▶ **Request**: Rewrite the lines of the material below, replacing every "Target" with "Object" and leaving everything else as it is. Leave the pictures out of your answer.
___ Data in this exercise ___
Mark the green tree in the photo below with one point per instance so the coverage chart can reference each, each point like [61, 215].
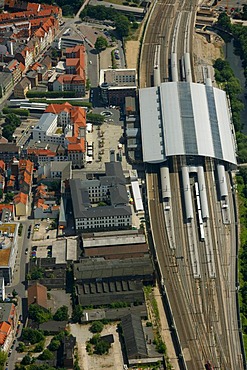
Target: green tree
[39, 314]
[224, 21]
[100, 44]
[61, 314]
[102, 347]
[14, 293]
[8, 198]
[77, 314]
[122, 26]
[46, 355]
[32, 335]
[54, 345]
[96, 327]
[39, 347]
[3, 358]
[21, 347]
[27, 360]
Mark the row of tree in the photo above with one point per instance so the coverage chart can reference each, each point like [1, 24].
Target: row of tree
[240, 41]
[100, 12]
[69, 7]
[40, 314]
[225, 77]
___
▶ **Exercise response**:
Mark the green tree in the photo below with one point per instance so the coverage chart can reference each, each point like [61, 215].
Object: green tree
[39, 314]
[224, 21]
[100, 44]
[61, 314]
[102, 347]
[14, 293]
[8, 198]
[77, 314]
[122, 26]
[46, 355]
[32, 335]
[54, 345]
[96, 327]
[39, 347]
[3, 358]
[21, 347]
[27, 360]
Mark the row of tree in the photo above with one point per instance so the coverage chart can reference each, each point like [1, 24].
Object: row of tree
[240, 41]
[100, 12]
[69, 7]
[40, 314]
[225, 77]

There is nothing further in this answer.